▶ _USING THE INFORMATION_
1. According to the text on Jacob Mendes Da Costa, where was he born?
2. Copy the passage of the text on Jacob Mendes Da Costa starting at "Jacob Mendes Da Costa’s" and ending at "but also Vienna.", substituting "Leipzig" for "Dresden".

▶ _TEXT PROVIDED_
---*---

Sunday, February 16, 2014

Dr. Jacob Mendes Da Costa and "Irritable Heart"


Jacob Mendes Da Costa’s research, writings, and teaching were influential in the development of internal medicine as a specialty. However, his greatest contribution to American medicine lay in his clinical instruction at various Philadelphia institutions. Born 7 February 1833 on the Island of St. Thomas in the West Indies, Jacob Mendes Da Costa received his early education in Dresden, Germany, before coming to Jefferson Medical College. A graduate of the class of 1852, Da Costa received postgraduate education in Europe - mainly Paris but also Vienna.

Upon his return from Europe, Da Costa began his practice in Philadelphia and his private teaching at the Moyamensing Dispensary (1853-1861). During the Civil War, Da Costa served as assistant surgeon in the U.S. Army and at Turner’s Lane Hospital, Philadelphia. Here, he undertook research on "irritable heart" (neurocirculatory asthenia) in soldiers, research that was of landmark importance in clinical medicine. After the Civil War, Da Costa continued his teaching at the Pennsylvania Hospital (1865-1900). He began at Jefferson Medical College as a lecturer on clinical medicine (1866-1872), then professor of theory and practice of medicine (1872-1891), and finally professor emeritus (1891-1900). While Da Costa retired in 1891, he continued his medical efforts as a consultant and supporter for medical education reform and served as a trustee of the University of Pennsylvania in 1899.

Of Da Costa’s writings, his most well known include his "Clinical lecture on spurious or "phantom" tumors of the abdomen," Philadelphia Medical Times (1871) and his monograph Medical Diagnosis (1864).  Medical Diagnosis went through nine editions during his lifetime and served as the first complete guide of its kind.

Jacob Mendes Da Costa died in Villanova, Pennsylvania on 11 September 1900.

---*---

▶ _GIVEN ENTRIES_
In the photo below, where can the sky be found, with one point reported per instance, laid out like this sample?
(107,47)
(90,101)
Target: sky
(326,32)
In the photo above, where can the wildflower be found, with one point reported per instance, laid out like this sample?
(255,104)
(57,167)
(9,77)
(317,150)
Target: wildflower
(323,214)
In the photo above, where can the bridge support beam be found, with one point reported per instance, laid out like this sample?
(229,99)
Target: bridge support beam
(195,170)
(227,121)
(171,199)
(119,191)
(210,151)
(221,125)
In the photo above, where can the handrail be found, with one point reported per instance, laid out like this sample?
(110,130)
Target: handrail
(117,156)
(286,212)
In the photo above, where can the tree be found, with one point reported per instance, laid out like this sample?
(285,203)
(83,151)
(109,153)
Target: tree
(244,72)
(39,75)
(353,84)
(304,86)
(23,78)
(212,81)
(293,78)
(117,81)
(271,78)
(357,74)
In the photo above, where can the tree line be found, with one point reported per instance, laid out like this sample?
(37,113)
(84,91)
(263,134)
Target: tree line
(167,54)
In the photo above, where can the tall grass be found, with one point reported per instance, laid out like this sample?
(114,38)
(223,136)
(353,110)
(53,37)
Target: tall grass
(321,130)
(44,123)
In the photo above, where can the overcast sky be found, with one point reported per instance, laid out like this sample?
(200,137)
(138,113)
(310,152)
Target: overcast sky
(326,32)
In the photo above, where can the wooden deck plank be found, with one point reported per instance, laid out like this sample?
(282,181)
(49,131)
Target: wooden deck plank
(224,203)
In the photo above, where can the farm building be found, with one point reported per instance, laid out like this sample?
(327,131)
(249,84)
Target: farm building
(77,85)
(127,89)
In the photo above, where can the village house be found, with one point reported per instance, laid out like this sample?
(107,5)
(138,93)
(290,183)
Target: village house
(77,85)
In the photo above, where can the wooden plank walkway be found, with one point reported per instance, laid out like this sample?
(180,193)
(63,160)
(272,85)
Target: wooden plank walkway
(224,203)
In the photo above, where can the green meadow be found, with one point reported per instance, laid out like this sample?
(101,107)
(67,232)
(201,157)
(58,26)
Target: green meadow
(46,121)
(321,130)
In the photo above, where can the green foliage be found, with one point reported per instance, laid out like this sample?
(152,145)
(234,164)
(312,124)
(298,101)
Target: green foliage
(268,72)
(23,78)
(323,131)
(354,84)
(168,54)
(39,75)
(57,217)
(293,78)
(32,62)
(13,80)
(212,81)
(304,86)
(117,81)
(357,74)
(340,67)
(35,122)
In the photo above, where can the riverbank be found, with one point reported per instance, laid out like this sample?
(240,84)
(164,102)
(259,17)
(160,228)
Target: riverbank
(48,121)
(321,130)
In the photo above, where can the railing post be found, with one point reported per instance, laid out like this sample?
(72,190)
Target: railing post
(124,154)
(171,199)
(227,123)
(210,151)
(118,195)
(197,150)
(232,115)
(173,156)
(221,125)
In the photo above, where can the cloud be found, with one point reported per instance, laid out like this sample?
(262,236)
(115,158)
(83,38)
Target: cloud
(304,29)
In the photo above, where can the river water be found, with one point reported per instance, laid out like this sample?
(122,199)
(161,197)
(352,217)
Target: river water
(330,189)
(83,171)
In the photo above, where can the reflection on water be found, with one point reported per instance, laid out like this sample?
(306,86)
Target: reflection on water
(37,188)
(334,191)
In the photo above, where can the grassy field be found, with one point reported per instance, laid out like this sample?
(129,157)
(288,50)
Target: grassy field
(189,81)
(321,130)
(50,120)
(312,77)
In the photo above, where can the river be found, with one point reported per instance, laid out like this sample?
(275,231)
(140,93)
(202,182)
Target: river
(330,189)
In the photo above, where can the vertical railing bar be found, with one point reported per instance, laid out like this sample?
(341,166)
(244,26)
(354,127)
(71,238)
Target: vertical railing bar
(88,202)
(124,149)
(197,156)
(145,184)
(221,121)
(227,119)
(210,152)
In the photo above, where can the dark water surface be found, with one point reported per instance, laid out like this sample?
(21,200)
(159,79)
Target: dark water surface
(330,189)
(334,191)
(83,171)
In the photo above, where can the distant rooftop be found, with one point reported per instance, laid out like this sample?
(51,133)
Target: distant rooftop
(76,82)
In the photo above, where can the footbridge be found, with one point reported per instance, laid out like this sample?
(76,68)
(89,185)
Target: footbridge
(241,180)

---*---

▶ _SOLVED TASKS_
1. On the Island of St. Thomas in the West Indies.

2.
Jacob Mendes Da Costa’s research, writings, and teaching were influential in the development of internal medicine as a specialty. However, his greatest contribution to American medicine lay in his clinical instruction at various Philadelphia institutions. Born 7 February 1833 on the Island of St. Thomas in the West Indies, Jacob Mendes Da Costa received his early education in Leipzig, Germany, before coming to Jefferson Medical College. A graduate of the class of 1852, Da Costa received postgraduate education in Europe - mainly Paris but also Vienna.